## What you will do
Update the data starting at the line that contains "Where can the black tail be seen here?" and ending at the line that contains "x=279, y=239" by replacing "Target" with "Label" everywhere in that span. Return only those lines, with everything else left the same.

## Data for this exercise
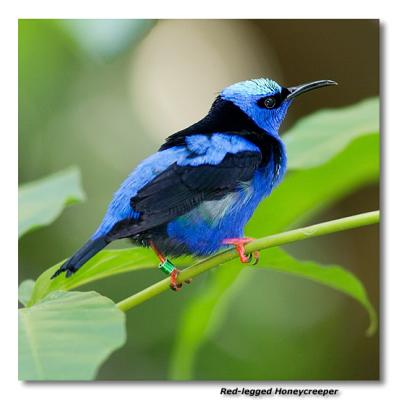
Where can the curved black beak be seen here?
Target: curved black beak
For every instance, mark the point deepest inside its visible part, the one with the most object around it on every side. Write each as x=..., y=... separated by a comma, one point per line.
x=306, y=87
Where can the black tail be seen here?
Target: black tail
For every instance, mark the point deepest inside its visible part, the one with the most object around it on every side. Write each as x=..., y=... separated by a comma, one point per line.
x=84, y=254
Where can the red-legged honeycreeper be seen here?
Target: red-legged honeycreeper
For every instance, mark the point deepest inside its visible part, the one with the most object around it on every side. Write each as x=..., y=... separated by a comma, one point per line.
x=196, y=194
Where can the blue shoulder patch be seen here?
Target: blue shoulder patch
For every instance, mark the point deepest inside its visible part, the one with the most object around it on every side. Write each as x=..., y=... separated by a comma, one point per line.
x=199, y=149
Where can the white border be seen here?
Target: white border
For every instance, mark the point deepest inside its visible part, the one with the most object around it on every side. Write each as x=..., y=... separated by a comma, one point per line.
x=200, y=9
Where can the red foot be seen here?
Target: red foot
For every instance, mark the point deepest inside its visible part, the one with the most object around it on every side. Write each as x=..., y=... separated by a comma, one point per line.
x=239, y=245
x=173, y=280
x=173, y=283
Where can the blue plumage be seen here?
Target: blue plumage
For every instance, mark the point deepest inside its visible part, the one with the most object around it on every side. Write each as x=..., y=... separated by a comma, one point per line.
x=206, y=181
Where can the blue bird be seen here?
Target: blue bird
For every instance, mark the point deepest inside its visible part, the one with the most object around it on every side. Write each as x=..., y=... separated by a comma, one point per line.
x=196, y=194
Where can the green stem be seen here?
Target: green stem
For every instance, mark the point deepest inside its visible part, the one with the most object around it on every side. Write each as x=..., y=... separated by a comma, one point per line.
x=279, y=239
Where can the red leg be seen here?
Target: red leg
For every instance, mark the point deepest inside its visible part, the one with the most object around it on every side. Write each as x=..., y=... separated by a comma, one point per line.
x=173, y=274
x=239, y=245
==
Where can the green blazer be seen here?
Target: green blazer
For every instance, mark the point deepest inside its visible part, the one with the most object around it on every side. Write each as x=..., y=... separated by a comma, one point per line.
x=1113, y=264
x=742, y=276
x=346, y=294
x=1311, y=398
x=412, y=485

## Full solution
Where can the black tail be seen here?
Label: black tail
For every instance, mark the point deepest inside its visible part, the one with the most object around it on every side. Write each as x=..., y=... separated by a comma, one point per line.
x=84, y=254
Where can the red-legged honeycreeper be seen here?
Label: red-legged honeycreeper
For every instance, mark the point deepest inside its visible part, the one with the most object around it on every side. Write each as x=..., y=... separated by a comma, one point per line.
x=196, y=194
Where can the blue shoulder patch be seen here?
Label: blue shoulder patch
For every instance, mark the point deepest inside its visible part, the one with the most object around it on every side. Write each as x=..., y=... separated by a comma, one point per line.
x=199, y=149
Where can the white border be seen here?
Label: white border
For every instance, mark the point deepest inside its visible part, the one with the most object around it on every side. Write each as x=..., y=... separated by a comma, one point per line.
x=200, y=9
Where can the red foot be seen here?
Label: red foot
For every instance, mark the point deepest inside its visible part, the one with the most object around it on every side. Write each as x=..., y=... separated by a comma, one point per line.
x=239, y=245
x=173, y=280
x=173, y=283
Where can the blue plumage be seen here?
Label: blue plumage
For every instance, mark the point deepest inside its visible part, the one with the most object around it on every side. Write each as x=..., y=... separated by a comma, one point per line.
x=206, y=181
Where can the blue bird be seen here?
Label: blue bird
For every instance, mark the point deepest inside its visible part, the one with the most object around it on every side. Write each as x=..., y=... separated by a comma, one point per line.
x=196, y=194
Where can the green stem be seen here?
Label: green stem
For every instance, mark the point deepest inside its visible part, the one with the most object around it on every side. Write each as x=..., y=... separated by a comma, one point per line.
x=279, y=239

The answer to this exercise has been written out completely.